[BEGIN]

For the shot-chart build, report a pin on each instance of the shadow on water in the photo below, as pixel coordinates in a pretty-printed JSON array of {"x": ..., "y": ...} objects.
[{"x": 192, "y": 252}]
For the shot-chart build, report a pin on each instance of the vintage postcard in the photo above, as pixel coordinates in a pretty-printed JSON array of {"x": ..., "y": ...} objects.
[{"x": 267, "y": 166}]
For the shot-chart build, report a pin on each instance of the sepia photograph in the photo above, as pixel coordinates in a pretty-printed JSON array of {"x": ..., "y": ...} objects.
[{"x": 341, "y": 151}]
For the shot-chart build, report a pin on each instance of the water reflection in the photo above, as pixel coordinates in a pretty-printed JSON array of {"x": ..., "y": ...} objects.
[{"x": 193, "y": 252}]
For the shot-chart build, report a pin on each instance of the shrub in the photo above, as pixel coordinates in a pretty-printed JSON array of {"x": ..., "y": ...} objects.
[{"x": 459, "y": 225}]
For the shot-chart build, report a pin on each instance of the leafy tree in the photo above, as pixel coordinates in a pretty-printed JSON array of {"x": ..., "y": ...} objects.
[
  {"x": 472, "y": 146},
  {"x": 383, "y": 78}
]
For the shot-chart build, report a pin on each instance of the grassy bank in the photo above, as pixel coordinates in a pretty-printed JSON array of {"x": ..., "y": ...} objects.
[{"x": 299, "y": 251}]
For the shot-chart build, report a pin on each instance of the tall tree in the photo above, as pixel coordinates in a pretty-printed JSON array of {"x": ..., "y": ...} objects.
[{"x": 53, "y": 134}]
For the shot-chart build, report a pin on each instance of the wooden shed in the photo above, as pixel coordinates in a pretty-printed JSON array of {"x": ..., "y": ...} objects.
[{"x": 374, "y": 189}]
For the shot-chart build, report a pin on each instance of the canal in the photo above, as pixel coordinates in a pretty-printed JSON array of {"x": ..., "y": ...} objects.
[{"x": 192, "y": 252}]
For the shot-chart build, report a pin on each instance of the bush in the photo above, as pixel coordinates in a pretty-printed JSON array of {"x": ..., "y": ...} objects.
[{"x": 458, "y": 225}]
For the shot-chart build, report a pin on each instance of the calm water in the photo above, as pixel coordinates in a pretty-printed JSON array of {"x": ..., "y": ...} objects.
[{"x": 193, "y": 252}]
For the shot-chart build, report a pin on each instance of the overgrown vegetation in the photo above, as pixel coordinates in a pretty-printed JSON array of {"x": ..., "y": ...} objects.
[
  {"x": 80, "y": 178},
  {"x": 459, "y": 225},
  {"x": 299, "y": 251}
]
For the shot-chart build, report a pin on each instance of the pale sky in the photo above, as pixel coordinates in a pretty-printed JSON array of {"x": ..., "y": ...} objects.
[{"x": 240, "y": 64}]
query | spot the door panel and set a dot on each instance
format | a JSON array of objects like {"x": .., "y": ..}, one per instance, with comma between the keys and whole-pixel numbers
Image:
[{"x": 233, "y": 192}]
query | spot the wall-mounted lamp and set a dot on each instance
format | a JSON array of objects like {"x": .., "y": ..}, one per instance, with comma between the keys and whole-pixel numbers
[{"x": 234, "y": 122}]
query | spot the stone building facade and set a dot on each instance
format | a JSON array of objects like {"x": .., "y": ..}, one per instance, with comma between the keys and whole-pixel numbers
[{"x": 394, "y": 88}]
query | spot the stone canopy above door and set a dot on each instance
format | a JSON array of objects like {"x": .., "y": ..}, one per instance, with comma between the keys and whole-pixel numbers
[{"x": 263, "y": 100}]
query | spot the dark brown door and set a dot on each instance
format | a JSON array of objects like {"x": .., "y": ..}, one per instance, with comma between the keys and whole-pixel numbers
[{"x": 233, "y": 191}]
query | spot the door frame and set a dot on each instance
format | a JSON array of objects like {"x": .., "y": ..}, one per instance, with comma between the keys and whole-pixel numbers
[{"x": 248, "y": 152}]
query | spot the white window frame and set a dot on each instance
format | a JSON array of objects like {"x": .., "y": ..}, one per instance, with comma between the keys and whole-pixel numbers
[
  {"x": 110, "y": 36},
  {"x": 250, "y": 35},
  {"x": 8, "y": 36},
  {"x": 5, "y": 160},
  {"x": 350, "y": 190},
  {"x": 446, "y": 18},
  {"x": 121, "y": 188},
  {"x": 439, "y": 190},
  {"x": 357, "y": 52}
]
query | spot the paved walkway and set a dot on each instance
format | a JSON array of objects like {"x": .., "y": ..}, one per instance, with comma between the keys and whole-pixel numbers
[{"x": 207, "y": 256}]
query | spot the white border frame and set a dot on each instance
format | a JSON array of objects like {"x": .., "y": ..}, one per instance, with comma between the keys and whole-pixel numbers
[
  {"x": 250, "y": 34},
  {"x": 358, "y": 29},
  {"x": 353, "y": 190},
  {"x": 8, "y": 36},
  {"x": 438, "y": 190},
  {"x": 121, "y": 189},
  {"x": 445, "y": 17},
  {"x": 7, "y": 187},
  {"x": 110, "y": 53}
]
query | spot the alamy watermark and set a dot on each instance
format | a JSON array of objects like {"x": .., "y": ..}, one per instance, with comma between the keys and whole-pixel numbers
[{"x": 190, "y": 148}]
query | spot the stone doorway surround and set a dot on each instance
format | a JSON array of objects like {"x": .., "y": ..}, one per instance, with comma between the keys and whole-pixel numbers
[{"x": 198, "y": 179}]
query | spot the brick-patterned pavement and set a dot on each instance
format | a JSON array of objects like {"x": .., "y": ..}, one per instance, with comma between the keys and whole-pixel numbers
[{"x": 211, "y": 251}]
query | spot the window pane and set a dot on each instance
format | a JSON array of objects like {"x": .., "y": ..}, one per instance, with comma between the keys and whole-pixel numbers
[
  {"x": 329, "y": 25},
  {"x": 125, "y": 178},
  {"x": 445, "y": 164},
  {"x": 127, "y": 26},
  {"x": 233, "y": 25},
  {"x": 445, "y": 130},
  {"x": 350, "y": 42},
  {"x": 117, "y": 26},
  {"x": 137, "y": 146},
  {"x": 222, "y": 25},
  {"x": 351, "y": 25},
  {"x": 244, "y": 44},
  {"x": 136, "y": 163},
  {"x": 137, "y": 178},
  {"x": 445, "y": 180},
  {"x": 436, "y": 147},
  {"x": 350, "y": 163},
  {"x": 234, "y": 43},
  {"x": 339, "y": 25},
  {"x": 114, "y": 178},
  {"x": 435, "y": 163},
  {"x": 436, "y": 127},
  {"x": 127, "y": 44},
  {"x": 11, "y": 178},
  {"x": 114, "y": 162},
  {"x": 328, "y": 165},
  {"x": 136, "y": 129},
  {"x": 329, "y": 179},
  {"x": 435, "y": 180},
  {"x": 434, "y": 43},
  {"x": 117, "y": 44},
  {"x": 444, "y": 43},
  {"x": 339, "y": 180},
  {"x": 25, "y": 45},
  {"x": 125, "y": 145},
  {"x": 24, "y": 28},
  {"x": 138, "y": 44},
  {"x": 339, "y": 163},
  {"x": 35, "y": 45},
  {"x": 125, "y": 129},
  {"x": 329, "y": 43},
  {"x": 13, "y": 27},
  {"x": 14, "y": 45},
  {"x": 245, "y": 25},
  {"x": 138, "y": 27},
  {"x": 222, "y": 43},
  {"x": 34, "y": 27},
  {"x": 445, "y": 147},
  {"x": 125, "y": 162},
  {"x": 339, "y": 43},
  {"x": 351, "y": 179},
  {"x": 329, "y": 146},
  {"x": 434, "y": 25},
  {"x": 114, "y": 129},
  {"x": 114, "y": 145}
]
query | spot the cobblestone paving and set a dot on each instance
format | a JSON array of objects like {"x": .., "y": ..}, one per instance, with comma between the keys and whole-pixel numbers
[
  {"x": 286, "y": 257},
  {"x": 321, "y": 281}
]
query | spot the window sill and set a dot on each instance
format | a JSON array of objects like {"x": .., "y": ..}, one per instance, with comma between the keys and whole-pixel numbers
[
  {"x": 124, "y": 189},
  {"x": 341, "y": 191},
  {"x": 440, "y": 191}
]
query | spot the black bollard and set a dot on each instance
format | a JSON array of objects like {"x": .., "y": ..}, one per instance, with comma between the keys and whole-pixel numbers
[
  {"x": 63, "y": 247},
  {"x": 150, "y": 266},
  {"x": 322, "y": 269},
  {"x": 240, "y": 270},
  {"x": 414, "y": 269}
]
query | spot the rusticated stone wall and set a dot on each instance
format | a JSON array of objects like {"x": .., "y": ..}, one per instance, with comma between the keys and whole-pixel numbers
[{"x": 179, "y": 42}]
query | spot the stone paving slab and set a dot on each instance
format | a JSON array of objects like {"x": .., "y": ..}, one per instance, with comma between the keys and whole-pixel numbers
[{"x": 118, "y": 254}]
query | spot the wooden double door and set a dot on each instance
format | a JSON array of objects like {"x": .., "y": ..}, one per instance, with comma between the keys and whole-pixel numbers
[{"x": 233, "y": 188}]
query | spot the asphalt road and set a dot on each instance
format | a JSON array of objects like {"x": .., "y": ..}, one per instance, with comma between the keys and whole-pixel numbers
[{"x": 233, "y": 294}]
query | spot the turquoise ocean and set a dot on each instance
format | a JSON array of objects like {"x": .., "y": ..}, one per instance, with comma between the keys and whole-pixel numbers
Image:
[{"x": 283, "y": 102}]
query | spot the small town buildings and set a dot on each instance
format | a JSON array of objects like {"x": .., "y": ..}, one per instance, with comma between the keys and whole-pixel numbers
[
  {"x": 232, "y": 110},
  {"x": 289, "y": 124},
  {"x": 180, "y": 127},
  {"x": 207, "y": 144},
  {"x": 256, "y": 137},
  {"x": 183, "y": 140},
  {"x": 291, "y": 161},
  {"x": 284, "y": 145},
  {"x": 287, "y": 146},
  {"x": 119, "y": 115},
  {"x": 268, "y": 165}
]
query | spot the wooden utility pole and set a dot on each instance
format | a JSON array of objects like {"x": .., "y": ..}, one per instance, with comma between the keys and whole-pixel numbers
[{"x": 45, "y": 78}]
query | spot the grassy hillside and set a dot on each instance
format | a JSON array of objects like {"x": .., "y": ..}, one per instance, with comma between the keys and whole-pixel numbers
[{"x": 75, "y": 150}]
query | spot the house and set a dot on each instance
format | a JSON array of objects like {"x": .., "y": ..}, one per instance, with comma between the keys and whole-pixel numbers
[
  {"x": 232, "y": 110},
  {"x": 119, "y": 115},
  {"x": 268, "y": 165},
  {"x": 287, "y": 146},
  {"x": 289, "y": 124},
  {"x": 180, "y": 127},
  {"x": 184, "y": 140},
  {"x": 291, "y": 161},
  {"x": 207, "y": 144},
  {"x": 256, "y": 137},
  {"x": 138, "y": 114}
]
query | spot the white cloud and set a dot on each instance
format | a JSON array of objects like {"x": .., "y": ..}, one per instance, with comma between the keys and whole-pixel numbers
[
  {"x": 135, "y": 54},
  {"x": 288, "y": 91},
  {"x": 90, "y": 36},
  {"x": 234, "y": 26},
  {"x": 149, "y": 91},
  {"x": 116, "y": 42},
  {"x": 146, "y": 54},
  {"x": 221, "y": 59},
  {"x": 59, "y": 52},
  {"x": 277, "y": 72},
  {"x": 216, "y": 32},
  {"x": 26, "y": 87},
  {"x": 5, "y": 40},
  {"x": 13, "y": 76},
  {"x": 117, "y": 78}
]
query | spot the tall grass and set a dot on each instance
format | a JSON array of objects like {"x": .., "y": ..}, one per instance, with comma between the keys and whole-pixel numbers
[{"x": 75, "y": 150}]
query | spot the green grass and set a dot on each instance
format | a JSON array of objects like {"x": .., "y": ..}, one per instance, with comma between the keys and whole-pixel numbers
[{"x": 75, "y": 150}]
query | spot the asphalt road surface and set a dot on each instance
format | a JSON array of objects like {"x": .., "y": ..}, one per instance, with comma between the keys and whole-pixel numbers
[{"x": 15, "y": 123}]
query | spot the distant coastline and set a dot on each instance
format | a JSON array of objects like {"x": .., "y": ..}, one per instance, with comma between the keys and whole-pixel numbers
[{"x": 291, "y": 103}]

[END]

Work required
Repeat exactly, and only, the lines from the line containing "query | spot the white cloud" through the last line of the records above, both included.

The reply
query | spot the white cloud and set a dot on each instance
format | a JSON array of objects like {"x": .., "y": ..}, one per instance, with comma between the keys and whole-pixel numbers
[
  {"x": 135, "y": 54},
  {"x": 288, "y": 91},
  {"x": 90, "y": 36},
  {"x": 234, "y": 26},
  {"x": 149, "y": 91},
  {"x": 116, "y": 42},
  {"x": 146, "y": 54},
  {"x": 221, "y": 59},
  {"x": 59, "y": 52},
  {"x": 277, "y": 72},
  {"x": 216, "y": 32},
  {"x": 26, "y": 87},
  {"x": 5, "y": 40},
  {"x": 13, "y": 76},
  {"x": 117, "y": 78}
]
query | spot the tall grass and set a dot on each instance
format | a JSON array of objects like {"x": .., "y": ..}, one per instance, with comma between the keys and whole-pixel numbers
[{"x": 75, "y": 150}]
query | spot the green grass and set a dot on each instance
format | a JSON array of objects like {"x": .., "y": ..}, one per instance, with comma between the keys and whole-pixel numbers
[{"x": 75, "y": 150}]
query | spot the asphalt road surface and set a dot on each instance
format | a JSON array of objects like {"x": .., "y": ..}, one per instance, with comma between the keys and whole-pixel numbers
[{"x": 15, "y": 123}]
query | spot the distant coastline and set a dot on each instance
format | a JSON array of objects like {"x": .., "y": ..}, one per instance, with comma between the keys and whole-pixel numbers
[{"x": 291, "y": 103}]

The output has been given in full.